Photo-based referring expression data
# # # # # # #
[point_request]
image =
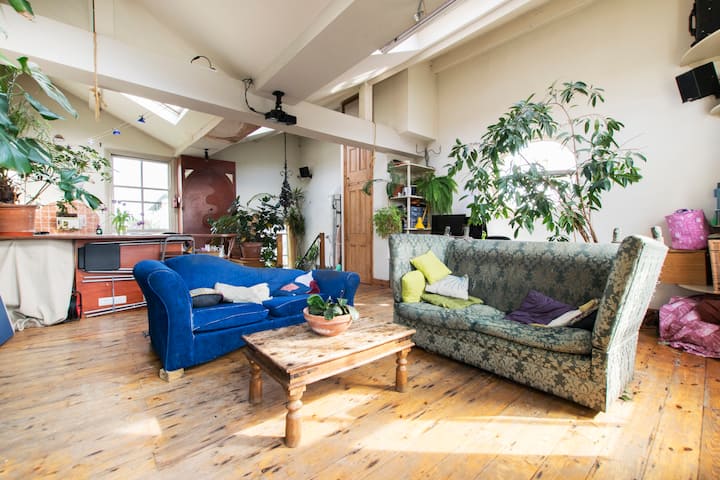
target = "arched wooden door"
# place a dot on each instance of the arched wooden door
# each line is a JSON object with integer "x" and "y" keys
{"x": 208, "y": 189}
{"x": 358, "y": 228}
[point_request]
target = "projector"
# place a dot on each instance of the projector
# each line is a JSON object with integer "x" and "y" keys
{"x": 277, "y": 114}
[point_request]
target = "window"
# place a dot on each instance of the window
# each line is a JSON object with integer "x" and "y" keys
{"x": 141, "y": 187}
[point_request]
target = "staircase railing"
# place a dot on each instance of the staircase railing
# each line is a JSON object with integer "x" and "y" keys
{"x": 315, "y": 252}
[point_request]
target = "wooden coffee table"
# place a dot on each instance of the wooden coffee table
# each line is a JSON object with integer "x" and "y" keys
{"x": 296, "y": 357}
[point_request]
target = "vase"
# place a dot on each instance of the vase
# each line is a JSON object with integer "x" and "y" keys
{"x": 327, "y": 328}
{"x": 17, "y": 219}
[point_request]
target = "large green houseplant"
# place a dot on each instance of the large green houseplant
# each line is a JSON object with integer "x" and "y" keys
{"x": 258, "y": 221}
{"x": 504, "y": 184}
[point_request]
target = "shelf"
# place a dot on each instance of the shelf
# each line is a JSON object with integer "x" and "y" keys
{"x": 413, "y": 165}
{"x": 705, "y": 49}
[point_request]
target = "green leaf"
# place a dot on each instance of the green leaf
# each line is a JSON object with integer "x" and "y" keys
{"x": 47, "y": 86}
# # # # # # #
Task to carry out
A single figure is required: the number of lines in the entries above that include the word "railing".

Written response
2